TEXT EXCERPT:
Re: Delta Compression and UTF-8 Header Values

Hello James, others,

On 2013/02/09 4:28, James M Snell wrote:
> One key challenge with allowing UTF-8 values, however, is that it
> conflicts with the use of the static huffman encoding in the proposed
> Delta Encoding for header compression. If we allow for non-ascii
> characters, the static huffman coding simply becomes too inefficient
> and unmanageable to be useful. There are a few ways around it but none
> of the strategies are all that attractive.

[If somebody has pointers to actual code, that would be appreciated. I 
can't work on it for the next two weeks, but after that, I should be 
able to use a day or two to see what's possible.]

For a static Huffman encoding, you have to decide what symbols you 
accept as input, give every symbol a probability (these have to add up 
to 1) and then you get the 'optimal' "comma-free" encoding using the 
algorithm devised by Huffman. Optimal is under the assumptions that the 
probabilities are correct (and independent) and that you have to use an 
integral number of bits per symbol. Arithmetic coding gets rid of the 
second restriction, to get rid of the first, one creates a more complex 
model. Comma-free just means you don't have to guess where the bits for 
one symbol end and those for the next symbol start.

Records pointing to named objects
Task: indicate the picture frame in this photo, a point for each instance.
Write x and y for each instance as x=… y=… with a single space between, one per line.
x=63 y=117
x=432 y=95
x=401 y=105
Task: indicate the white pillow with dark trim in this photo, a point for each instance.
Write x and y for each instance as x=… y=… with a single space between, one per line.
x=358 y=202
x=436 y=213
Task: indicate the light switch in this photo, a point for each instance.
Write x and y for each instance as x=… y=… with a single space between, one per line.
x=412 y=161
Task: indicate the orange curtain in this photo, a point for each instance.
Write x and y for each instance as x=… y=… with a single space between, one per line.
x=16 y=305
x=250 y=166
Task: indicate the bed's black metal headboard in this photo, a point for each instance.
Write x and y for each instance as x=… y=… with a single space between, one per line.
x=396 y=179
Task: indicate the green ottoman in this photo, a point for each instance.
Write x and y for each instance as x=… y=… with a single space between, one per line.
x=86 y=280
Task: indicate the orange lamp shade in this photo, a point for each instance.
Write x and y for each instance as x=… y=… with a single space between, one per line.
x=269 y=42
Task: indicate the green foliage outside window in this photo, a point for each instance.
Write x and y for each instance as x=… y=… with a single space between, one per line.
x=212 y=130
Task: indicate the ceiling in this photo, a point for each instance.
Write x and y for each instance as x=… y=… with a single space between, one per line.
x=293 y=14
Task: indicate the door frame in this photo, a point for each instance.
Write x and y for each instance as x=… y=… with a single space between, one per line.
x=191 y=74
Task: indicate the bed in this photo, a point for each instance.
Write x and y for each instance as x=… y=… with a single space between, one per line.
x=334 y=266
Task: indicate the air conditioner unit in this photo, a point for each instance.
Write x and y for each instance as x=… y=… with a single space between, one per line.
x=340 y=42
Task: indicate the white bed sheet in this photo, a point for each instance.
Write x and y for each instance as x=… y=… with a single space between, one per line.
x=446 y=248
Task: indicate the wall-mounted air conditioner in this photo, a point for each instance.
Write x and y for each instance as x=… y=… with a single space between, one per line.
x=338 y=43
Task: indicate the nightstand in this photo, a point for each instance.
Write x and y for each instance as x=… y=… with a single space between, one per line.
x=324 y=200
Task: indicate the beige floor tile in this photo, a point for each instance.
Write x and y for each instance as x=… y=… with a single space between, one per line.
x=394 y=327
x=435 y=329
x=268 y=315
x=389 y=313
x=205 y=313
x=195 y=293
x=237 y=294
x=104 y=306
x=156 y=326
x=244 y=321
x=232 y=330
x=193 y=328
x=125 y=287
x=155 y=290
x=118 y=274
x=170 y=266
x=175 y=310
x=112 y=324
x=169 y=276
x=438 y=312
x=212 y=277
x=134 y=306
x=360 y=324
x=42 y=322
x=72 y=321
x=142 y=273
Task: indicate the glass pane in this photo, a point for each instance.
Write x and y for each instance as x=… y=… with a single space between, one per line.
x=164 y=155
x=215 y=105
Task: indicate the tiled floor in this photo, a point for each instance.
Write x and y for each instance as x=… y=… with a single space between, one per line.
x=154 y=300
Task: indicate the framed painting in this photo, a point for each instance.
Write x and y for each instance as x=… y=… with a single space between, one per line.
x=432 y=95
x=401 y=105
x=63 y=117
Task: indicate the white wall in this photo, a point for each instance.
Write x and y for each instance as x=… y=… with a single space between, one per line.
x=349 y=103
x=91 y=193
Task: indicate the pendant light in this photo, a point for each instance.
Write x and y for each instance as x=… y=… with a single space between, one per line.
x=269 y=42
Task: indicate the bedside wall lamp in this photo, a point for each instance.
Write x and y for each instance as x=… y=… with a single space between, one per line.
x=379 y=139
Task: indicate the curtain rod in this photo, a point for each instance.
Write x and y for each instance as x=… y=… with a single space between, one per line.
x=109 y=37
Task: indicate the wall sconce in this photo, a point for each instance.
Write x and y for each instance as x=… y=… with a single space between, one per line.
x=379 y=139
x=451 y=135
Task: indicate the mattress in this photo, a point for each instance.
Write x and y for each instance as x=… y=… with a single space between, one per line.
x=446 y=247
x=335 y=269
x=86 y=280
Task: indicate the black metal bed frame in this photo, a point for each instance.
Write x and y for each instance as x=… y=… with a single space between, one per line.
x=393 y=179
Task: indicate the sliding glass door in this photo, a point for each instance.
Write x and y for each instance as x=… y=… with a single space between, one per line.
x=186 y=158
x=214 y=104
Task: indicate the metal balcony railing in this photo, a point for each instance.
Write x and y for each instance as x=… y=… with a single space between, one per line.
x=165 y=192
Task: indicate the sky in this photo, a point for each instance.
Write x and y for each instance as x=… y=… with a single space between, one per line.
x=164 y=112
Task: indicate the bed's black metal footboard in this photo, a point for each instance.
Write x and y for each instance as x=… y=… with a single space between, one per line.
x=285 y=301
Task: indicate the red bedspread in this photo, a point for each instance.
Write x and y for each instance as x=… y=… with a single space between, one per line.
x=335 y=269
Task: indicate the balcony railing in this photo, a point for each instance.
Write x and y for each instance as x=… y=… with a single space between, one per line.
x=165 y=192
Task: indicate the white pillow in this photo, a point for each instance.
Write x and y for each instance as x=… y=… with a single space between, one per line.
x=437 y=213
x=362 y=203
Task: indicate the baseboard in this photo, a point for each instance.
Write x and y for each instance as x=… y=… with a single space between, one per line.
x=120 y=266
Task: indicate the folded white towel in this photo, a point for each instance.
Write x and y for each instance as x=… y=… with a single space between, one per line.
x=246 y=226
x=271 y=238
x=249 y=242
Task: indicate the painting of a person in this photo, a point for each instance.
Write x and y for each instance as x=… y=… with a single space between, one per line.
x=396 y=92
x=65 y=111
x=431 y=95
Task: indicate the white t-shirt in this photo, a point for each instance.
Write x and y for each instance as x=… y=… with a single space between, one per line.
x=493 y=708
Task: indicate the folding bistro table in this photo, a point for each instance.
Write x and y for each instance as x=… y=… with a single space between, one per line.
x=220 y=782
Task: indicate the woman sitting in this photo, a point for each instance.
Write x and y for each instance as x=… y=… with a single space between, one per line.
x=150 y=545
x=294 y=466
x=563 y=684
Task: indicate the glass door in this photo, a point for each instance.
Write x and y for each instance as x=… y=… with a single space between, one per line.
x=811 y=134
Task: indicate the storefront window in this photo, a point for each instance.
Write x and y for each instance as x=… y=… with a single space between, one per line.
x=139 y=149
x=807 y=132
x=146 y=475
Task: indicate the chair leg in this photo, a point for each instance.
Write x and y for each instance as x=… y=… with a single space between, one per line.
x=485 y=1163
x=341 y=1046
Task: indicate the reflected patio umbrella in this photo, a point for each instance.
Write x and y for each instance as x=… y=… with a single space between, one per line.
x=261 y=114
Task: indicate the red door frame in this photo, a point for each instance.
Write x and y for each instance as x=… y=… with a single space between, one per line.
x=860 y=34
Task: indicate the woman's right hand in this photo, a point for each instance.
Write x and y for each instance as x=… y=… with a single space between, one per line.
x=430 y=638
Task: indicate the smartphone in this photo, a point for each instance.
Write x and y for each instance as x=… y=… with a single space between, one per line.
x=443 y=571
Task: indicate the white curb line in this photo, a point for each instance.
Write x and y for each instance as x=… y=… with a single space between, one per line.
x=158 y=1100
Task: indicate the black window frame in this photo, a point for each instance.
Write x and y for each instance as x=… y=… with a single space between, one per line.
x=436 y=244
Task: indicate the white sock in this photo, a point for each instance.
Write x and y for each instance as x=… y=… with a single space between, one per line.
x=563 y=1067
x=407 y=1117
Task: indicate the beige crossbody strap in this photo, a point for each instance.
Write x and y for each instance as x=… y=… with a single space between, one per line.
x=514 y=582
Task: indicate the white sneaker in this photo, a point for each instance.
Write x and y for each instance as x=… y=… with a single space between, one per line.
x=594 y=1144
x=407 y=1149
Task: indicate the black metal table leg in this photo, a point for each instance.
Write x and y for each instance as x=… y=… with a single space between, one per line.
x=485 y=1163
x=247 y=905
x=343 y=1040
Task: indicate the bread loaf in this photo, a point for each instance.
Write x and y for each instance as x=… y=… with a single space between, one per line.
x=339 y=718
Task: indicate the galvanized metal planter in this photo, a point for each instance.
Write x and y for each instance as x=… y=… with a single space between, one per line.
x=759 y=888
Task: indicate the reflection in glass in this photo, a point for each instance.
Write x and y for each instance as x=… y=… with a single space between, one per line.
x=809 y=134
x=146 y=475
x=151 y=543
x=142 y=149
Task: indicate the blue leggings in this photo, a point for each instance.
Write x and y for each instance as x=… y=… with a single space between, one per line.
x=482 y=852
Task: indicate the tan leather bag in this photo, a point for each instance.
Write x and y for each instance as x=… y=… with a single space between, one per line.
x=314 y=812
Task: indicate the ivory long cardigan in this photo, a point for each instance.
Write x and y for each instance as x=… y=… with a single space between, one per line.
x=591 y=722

WRITTEN INSTRUCTION:
Repeat the forum post from "[If somebody has" up to and including "next symbol start.", changing "Huffman" to "Fano". These entries come from a different source than the forum post.

RESPONSE FOR THIS EXERCISE:
[If somebody has pointers to actual code, that would be appreciated. I 
can't work on it for the next two weeks, but after that, I should be 
able to use a day or two to see what's possible.]

For a static Fano encoding, you have to decide what symbols you 
accept as input, give every symbol a probability (these have to add up 
to 1) and then you get the 'optimal' "comma-free" encoding using the 
algorithm devised by Fano. Optimal is under the assumptions that the 
probabilities are correct (and independent) and that you have to use an 
integral number of bits per symbol. Arithmetic coding gets rid of the 
second restriction, to get rid of the first, one creates a more complex 
model. Comma-free just means you don't have to guess where the bits for 
one symbol end and those for the next symbol start.